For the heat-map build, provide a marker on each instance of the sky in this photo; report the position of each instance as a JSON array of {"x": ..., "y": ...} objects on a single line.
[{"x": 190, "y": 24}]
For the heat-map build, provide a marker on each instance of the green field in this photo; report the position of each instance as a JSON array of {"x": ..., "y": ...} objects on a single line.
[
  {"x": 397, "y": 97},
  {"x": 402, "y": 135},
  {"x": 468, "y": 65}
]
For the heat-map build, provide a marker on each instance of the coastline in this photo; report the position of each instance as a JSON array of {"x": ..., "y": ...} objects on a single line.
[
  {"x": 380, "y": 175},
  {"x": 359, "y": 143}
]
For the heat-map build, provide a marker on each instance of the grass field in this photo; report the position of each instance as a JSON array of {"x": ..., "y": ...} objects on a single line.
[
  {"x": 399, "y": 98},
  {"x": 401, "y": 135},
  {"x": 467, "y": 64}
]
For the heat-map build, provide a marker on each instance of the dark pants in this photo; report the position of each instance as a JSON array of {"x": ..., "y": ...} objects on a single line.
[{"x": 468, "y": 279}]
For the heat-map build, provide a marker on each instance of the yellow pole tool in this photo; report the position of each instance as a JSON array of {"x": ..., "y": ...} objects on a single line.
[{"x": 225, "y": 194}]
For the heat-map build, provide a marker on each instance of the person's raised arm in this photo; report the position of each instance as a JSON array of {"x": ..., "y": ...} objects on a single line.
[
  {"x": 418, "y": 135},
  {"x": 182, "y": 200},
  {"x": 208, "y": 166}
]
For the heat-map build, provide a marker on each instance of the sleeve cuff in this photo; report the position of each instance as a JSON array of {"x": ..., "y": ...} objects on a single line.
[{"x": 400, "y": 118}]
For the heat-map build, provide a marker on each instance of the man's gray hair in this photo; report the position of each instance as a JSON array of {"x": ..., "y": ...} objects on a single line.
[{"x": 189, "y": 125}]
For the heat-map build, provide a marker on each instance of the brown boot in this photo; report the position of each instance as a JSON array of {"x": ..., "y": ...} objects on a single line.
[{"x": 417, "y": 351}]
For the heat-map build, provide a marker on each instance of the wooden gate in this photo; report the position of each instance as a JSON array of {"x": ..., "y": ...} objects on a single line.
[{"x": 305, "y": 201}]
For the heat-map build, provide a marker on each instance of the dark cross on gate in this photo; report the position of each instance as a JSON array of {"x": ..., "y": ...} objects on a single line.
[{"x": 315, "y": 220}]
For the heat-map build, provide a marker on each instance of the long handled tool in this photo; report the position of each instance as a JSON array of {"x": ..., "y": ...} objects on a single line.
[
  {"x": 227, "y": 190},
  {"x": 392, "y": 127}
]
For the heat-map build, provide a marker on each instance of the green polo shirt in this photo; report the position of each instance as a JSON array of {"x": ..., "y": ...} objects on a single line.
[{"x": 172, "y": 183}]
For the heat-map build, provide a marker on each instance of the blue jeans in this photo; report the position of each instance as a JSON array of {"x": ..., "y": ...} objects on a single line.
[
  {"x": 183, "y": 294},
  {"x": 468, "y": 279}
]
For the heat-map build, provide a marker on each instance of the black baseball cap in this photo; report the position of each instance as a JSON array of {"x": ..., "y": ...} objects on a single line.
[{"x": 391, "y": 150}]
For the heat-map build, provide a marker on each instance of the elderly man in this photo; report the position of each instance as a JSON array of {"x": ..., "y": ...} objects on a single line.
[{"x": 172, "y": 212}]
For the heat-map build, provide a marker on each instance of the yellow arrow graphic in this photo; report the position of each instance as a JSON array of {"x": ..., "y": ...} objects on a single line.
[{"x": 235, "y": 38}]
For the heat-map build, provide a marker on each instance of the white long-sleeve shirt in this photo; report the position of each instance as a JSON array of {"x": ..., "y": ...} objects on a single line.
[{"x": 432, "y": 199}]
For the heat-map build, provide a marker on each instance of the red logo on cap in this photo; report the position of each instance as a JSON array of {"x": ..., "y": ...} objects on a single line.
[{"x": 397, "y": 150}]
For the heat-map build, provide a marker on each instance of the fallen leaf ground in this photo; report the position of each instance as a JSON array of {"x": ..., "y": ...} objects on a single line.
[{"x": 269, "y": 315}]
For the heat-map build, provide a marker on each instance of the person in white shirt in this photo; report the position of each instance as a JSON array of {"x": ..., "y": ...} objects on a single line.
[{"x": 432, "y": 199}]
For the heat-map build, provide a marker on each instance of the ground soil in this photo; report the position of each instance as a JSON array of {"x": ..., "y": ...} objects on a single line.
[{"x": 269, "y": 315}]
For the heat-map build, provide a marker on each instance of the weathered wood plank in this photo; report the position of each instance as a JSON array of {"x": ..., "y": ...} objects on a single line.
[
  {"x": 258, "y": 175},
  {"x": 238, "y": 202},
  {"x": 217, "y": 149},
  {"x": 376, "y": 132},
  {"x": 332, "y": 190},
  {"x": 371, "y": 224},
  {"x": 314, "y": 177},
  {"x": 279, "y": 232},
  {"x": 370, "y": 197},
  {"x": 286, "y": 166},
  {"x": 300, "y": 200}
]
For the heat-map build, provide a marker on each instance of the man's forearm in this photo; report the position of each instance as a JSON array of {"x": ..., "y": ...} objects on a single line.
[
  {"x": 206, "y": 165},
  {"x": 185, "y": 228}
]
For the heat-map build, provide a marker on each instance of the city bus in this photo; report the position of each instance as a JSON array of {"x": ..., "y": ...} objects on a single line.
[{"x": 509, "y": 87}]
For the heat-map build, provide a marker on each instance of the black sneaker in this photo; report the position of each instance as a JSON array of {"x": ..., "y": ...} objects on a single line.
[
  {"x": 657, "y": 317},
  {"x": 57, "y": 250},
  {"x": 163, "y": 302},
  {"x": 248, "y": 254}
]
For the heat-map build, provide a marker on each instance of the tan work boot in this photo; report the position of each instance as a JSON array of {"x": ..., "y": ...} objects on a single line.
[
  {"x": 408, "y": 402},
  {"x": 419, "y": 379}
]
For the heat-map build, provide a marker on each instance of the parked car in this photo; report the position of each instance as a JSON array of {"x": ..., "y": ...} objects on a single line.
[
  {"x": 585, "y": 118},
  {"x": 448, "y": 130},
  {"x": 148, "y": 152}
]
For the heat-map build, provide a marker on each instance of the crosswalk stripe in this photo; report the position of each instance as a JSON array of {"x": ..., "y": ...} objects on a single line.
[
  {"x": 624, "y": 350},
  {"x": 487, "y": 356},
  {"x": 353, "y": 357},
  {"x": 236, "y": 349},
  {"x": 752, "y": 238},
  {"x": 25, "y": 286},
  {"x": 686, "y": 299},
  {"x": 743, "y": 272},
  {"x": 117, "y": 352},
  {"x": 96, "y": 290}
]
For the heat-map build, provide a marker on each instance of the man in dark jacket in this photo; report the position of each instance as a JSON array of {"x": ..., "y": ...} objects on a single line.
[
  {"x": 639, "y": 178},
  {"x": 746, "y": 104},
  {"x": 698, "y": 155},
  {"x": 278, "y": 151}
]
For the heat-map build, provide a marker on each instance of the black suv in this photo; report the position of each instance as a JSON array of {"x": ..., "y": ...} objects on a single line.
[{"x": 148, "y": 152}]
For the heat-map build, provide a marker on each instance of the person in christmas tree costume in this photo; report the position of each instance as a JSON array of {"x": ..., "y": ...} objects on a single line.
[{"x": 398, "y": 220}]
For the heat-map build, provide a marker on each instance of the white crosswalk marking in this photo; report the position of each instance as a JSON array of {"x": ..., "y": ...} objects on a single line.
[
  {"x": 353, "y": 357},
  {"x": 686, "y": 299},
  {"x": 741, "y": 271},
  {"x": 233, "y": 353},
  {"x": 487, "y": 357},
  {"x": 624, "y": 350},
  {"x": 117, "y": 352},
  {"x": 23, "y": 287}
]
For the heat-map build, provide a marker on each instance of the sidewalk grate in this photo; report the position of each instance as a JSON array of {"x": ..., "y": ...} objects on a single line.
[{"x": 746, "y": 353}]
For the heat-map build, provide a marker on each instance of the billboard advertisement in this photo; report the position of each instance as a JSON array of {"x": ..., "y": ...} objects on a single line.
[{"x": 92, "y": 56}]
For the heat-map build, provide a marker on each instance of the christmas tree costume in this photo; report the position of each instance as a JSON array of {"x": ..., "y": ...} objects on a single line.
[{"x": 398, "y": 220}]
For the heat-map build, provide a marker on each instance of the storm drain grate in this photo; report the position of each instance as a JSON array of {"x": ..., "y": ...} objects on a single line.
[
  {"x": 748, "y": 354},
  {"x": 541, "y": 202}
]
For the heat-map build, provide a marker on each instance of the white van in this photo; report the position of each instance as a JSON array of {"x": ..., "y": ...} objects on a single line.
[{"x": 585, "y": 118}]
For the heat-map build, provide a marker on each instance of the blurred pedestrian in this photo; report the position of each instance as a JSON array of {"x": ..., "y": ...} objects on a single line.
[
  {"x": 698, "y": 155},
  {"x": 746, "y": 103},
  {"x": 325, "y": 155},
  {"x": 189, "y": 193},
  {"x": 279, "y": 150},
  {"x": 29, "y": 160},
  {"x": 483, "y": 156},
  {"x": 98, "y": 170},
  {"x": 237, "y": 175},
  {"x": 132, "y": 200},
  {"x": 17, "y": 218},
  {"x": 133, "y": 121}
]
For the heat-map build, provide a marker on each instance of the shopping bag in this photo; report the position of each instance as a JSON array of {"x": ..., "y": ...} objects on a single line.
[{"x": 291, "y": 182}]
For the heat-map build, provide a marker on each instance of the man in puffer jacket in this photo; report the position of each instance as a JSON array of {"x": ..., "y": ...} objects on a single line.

▶ **WHAT IS NEEDED**: Reproduce, word for word, every line starting at the line that contains "of the billboard" and ending with the final line of the entries.

▶ **ANSWER TO THE EXERCISE**:
For the heat-map build, provide a marker on each instance of the billboard advertisement in this photo; report the position of each instance as a JSON array of {"x": ..., "y": ...} objects on a single line.
[{"x": 92, "y": 56}]
For the heat-map build, provide a marker on each instance of the christmas tree costume in this photo; report the position of each instance as a JSON array of {"x": ..., "y": ...} objects on a single line.
[{"x": 398, "y": 220}]
For the heat-map build, provide a marker on each instance of the storm drain grate in this photo; report the position of each instance as a JSON array of {"x": ..., "y": ...} objects on a single line.
[
  {"x": 748, "y": 354},
  {"x": 541, "y": 202}
]
For the heat-map build, provide a marker on each instance of the white van in this photo; report the position of each instance as a JSON array of {"x": ..., "y": ...} objects on a single line.
[{"x": 585, "y": 118}]
For the heat-map build, provide a marker on each instance of the blurred pedestrian in this photo; report the position of each instance as a JSON array of {"x": ..., "y": ...} objects on a single line.
[
  {"x": 698, "y": 155},
  {"x": 746, "y": 103},
  {"x": 325, "y": 155},
  {"x": 189, "y": 193},
  {"x": 279, "y": 150},
  {"x": 29, "y": 160},
  {"x": 483, "y": 156},
  {"x": 98, "y": 170},
  {"x": 237, "y": 175},
  {"x": 132, "y": 200},
  {"x": 17, "y": 218},
  {"x": 133, "y": 121}
]
For the heat-map build, provide a marker on each instance of the shopping bag in this photo; report the position of each instance as a JSON array of {"x": ..., "y": ...} objects on a single line.
[{"x": 291, "y": 182}]
For the heat-map build, provide a marker on each instance of the man in puffer jacket in this photo; report the position of each instance as a JSON array of {"x": ..., "y": ...} objects on a single line.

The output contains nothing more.